_Work instruction_.
Say how many lines of the listing below hold the word "landing". Give only that number.

----- The data -----

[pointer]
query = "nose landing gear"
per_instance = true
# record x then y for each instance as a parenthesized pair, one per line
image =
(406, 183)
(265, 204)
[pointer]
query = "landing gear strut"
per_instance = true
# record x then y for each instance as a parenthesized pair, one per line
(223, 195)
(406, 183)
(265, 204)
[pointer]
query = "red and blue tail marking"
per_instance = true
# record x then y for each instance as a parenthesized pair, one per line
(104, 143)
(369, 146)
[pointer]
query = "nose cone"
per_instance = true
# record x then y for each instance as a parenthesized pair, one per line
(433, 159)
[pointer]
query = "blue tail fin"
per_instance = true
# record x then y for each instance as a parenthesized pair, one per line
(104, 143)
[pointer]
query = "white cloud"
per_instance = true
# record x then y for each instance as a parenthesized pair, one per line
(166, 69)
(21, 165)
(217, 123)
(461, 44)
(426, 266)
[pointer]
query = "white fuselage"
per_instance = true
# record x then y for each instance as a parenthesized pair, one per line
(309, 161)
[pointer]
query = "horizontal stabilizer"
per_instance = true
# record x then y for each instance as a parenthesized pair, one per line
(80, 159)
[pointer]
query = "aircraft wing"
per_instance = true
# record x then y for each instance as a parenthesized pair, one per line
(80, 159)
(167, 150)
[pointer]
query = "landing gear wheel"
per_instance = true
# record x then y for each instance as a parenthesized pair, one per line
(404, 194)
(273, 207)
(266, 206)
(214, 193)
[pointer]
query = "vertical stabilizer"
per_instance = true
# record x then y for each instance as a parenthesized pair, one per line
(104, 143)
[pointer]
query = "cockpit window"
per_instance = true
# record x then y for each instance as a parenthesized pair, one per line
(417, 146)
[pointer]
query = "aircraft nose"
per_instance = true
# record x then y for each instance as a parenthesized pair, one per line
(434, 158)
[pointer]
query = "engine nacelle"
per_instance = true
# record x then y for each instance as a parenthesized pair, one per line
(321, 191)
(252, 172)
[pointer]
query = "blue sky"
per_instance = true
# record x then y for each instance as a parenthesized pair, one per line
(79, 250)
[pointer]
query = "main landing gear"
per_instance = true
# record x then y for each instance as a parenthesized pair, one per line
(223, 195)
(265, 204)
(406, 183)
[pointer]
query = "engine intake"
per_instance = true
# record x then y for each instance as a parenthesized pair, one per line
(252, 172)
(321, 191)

-----
----- The data -----

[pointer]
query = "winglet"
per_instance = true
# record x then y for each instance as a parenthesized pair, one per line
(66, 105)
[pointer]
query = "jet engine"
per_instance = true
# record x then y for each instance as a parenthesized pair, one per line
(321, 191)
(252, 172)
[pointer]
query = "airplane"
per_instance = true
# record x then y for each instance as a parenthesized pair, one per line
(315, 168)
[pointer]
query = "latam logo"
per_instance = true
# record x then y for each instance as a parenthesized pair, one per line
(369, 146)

-----

_Answer for the task_.
4